REQUEST. Which lines of the data below contain the string "battlement"? Extract each of them in full.

GIVEN INFORMATION.

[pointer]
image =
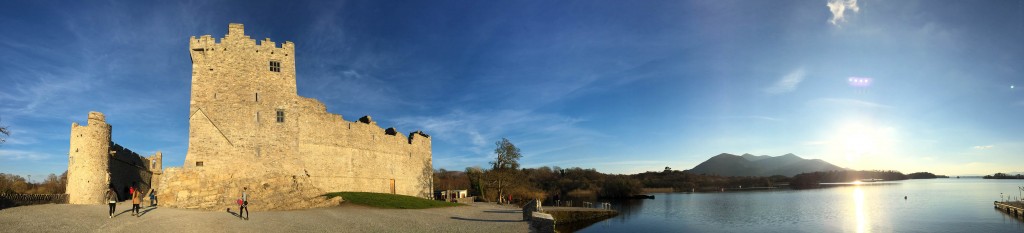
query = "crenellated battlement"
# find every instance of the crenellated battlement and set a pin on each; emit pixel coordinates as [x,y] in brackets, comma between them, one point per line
[236,38]
[245,108]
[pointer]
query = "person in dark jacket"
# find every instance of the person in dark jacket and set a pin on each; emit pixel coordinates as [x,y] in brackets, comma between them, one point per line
[112,199]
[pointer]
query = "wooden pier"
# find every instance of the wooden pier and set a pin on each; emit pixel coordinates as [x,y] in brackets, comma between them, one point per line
[1013,208]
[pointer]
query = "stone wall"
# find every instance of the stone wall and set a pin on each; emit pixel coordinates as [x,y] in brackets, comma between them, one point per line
[87,160]
[95,162]
[246,113]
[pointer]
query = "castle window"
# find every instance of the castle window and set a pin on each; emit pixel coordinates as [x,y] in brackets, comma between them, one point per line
[274,65]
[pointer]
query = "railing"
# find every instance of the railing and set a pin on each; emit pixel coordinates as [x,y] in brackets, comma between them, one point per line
[1013,208]
[15,199]
[570,203]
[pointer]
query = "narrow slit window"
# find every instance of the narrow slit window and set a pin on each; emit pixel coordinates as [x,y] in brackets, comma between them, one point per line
[274,65]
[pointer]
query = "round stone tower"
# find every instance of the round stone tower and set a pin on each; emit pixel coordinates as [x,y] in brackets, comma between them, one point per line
[88,160]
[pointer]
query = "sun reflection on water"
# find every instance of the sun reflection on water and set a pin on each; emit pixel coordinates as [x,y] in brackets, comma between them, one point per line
[858,202]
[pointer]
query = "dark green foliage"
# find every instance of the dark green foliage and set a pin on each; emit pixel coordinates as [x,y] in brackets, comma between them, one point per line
[386,200]
[1004,176]
[52,184]
[813,180]
[922,175]
[621,187]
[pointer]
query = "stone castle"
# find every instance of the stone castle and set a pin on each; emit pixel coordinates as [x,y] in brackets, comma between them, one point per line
[249,128]
[95,162]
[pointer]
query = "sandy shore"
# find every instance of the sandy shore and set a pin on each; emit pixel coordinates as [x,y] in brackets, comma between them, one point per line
[347,218]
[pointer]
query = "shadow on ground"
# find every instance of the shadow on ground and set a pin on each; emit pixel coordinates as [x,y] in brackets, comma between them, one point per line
[493,221]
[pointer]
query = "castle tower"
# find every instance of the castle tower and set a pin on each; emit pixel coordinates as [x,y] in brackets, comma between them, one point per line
[242,93]
[157,168]
[88,160]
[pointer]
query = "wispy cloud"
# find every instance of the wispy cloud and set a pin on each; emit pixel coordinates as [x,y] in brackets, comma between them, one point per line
[787,83]
[984,147]
[839,7]
[466,137]
[8,154]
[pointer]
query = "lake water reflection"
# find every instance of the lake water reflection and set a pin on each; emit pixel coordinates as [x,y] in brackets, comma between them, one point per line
[931,205]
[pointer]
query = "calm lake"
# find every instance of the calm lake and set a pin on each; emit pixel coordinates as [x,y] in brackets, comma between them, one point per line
[932,205]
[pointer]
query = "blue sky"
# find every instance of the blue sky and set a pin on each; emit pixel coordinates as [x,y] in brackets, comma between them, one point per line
[620,86]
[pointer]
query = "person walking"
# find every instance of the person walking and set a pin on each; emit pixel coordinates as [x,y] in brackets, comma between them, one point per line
[153,197]
[245,203]
[112,199]
[135,199]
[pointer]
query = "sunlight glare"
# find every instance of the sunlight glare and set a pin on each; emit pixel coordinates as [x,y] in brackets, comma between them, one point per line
[858,202]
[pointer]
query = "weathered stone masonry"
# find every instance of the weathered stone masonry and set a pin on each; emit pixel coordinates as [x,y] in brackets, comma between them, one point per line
[249,128]
[94,162]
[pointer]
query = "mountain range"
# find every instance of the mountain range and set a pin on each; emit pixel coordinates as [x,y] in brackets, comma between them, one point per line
[761,166]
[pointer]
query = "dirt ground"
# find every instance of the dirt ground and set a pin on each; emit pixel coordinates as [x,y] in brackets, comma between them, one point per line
[346,218]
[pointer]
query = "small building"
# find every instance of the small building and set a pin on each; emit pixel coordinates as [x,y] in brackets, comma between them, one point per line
[451,195]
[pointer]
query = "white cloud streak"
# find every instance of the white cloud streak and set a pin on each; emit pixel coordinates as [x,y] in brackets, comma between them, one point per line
[787,83]
[7,154]
[839,7]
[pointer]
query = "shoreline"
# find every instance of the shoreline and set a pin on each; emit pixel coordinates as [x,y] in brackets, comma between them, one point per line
[475,217]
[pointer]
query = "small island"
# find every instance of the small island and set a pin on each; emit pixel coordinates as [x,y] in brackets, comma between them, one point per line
[1005,176]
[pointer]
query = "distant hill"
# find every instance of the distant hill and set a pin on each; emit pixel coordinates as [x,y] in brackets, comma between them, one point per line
[761,166]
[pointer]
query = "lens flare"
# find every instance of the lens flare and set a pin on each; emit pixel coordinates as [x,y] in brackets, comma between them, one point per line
[859,82]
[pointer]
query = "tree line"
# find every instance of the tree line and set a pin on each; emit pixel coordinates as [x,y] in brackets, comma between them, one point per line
[1004,176]
[53,184]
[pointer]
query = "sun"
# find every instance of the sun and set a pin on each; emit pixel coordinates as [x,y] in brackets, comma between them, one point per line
[857,140]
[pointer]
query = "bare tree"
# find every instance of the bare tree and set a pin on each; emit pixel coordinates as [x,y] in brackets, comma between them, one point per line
[505,167]
[4,132]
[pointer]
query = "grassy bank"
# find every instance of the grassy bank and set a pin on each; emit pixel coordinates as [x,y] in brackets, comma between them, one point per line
[386,200]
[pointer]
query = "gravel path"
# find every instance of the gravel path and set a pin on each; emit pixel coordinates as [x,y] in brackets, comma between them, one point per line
[346,218]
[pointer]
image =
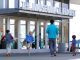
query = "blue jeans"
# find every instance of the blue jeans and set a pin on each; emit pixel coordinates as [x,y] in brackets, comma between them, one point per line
[52,45]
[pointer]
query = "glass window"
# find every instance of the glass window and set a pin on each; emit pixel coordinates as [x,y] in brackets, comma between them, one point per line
[12,30]
[48,3]
[42,23]
[42,2]
[22,22]
[57,4]
[12,21]
[32,22]
[64,5]
[11,4]
[22,31]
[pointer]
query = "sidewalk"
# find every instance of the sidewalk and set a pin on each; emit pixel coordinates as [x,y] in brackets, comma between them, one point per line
[40,57]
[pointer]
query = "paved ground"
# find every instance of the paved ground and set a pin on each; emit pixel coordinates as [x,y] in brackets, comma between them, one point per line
[40,57]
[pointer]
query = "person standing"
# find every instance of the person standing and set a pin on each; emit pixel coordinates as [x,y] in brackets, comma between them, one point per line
[8,39]
[73,46]
[52,32]
[29,40]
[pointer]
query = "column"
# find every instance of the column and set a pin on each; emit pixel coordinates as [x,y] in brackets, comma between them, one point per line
[1,24]
[27,1]
[1,3]
[16,3]
[37,34]
[52,2]
[44,1]
[27,27]
[6,3]
[45,35]
[17,32]
[36,1]
[7,22]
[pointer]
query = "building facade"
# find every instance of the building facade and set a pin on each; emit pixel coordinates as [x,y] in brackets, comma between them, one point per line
[22,16]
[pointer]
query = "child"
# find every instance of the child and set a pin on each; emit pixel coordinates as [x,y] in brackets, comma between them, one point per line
[73,45]
[29,40]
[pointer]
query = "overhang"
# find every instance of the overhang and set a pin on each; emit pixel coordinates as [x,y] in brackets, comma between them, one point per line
[29,13]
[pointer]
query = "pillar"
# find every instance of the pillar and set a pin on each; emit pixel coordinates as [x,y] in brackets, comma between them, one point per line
[45,35]
[37,34]
[16,3]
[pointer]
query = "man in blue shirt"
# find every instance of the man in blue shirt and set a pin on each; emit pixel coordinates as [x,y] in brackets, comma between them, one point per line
[52,31]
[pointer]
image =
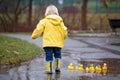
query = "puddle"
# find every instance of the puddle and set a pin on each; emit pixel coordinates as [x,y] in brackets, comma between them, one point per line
[113,65]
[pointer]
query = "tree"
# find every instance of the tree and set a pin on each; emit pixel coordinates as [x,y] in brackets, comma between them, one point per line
[83,14]
[30,13]
[10,12]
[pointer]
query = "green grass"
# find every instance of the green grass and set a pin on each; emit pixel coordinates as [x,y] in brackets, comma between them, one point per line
[13,50]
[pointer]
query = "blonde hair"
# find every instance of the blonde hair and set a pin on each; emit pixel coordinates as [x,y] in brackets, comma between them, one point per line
[51,10]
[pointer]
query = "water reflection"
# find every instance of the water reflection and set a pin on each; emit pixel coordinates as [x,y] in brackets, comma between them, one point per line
[53,77]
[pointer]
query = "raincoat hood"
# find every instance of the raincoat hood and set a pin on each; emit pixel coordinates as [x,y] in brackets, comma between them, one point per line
[54,19]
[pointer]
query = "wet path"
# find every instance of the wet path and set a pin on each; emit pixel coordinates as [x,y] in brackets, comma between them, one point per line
[75,52]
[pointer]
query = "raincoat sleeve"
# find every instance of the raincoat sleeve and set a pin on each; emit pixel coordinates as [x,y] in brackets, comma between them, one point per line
[38,30]
[65,31]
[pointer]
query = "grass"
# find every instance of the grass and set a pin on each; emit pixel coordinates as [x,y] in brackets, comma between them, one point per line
[13,50]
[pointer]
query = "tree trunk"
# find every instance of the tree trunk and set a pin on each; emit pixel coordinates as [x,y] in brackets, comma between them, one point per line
[84,14]
[30,13]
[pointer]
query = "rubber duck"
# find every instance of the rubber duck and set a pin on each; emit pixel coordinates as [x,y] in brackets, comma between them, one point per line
[76,68]
[98,69]
[87,69]
[92,70]
[81,67]
[104,69]
[70,67]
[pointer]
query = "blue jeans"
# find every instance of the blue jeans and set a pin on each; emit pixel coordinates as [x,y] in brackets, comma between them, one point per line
[50,51]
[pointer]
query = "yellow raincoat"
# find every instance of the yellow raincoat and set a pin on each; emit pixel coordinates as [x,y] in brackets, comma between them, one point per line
[53,29]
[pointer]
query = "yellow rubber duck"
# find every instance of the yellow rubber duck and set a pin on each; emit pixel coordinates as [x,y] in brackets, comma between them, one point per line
[92,69]
[104,69]
[98,69]
[81,67]
[70,67]
[87,69]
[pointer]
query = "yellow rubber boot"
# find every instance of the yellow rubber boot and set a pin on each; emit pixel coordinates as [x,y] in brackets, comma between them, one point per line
[57,64]
[49,67]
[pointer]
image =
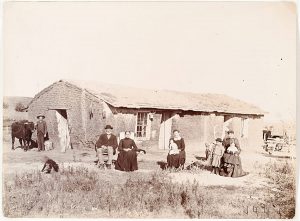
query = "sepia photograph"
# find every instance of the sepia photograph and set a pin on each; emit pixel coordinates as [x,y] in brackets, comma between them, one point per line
[149,109]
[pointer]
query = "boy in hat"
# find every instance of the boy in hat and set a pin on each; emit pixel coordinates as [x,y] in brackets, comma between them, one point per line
[231,140]
[41,130]
[217,154]
[107,143]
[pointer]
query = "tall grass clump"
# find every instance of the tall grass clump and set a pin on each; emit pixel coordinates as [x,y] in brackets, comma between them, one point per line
[282,176]
[77,191]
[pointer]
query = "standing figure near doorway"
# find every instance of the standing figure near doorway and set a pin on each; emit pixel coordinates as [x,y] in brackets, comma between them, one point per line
[41,130]
[177,160]
[232,164]
[63,131]
[106,144]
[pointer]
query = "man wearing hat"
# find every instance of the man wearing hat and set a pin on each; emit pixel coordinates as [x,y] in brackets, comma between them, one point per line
[107,143]
[41,130]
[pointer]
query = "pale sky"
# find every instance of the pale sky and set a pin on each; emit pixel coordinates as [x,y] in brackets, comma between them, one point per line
[242,49]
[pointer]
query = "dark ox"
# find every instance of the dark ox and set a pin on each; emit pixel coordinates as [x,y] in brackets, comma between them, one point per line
[23,131]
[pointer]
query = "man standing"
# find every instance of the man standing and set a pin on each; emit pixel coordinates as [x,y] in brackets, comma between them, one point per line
[41,130]
[107,143]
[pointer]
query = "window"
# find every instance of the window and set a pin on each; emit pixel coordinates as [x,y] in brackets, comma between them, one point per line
[141,126]
[244,127]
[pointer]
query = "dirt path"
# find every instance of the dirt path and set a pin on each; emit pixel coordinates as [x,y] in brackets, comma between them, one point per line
[18,161]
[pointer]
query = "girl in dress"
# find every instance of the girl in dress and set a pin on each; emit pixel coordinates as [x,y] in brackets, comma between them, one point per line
[217,154]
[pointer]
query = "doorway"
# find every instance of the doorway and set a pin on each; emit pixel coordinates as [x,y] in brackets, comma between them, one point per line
[63,129]
[165,131]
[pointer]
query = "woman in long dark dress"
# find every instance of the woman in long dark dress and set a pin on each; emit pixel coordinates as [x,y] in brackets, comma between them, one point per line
[127,157]
[177,160]
[232,164]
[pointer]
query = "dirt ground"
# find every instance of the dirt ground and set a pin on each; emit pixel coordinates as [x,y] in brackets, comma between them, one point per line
[17,161]
[252,190]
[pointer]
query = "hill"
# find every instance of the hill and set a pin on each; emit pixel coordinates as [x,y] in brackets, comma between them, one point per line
[9,112]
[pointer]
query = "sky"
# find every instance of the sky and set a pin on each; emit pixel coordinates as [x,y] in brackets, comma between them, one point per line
[246,50]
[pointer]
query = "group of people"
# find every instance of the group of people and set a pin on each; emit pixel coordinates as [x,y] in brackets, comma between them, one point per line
[224,156]
[107,145]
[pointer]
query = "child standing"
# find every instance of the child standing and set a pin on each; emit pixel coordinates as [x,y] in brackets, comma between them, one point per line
[173,148]
[49,164]
[232,149]
[217,154]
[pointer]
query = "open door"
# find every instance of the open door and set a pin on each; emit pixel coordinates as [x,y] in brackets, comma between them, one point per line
[165,131]
[63,130]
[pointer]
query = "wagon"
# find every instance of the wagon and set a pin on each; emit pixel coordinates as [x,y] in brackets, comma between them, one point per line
[274,143]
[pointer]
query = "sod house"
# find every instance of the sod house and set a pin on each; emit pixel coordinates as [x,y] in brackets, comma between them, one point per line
[77,111]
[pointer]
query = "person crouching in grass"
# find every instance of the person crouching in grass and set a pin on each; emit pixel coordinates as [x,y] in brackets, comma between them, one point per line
[49,164]
[217,154]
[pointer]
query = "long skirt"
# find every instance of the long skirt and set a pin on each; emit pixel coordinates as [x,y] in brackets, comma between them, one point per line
[232,166]
[176,160]
[127,161]
[173,160]
[216,161]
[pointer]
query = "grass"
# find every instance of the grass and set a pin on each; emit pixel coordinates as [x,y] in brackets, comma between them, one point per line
[80,192]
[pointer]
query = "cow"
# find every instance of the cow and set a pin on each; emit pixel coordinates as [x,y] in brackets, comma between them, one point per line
[23,131]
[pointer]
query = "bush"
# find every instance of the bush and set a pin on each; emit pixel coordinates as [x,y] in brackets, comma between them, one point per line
[5,105]
[20,107]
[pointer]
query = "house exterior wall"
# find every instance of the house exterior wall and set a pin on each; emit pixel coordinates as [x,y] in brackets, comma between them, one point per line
[195,128]
[61,96]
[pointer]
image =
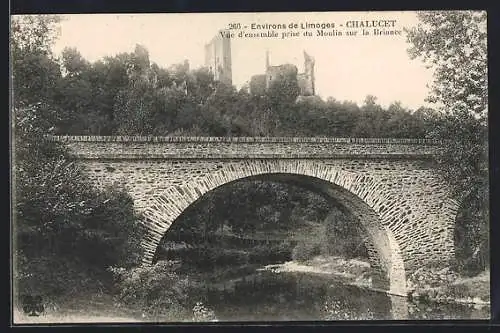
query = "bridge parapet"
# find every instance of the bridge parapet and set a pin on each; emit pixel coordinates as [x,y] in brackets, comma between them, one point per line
[143,147]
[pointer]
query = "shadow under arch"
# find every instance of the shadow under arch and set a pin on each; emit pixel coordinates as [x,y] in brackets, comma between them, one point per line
[340,186]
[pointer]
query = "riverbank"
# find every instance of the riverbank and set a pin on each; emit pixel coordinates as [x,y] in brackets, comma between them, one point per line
[436,285]
[84,308]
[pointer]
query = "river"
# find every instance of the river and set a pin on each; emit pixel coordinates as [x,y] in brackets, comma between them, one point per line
[269,295]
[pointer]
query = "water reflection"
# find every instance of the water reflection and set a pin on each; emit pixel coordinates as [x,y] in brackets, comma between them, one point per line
[290,296]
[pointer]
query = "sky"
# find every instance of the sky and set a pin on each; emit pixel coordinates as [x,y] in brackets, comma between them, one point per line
[346,67]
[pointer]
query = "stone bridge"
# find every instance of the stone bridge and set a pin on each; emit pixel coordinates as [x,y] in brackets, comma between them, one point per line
[390,186]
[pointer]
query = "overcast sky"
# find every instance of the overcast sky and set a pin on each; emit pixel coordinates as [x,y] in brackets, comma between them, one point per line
[347,68]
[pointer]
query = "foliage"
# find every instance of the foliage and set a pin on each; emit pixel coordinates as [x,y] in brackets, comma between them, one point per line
[202,313]
[158,290]
[454,44]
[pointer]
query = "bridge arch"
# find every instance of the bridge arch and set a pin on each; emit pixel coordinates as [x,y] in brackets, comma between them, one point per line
[359,194]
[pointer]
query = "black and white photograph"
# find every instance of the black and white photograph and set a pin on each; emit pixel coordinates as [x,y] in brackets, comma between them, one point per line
[249,167]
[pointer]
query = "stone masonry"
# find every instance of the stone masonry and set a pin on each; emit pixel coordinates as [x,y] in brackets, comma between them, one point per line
[390,186]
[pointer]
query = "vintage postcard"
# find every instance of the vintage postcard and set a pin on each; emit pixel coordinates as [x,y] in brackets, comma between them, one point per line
[243,167]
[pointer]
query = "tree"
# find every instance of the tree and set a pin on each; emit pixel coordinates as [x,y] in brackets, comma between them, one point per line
[454,44]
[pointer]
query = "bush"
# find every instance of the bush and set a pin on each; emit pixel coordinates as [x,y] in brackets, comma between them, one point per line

FINISHED TASK.
query = "crenellated battlement"
# find every instance of the crenellated battlement and set a pin on each; emit pixel coordinates as [x,y] in brackets, comma between them, one point per line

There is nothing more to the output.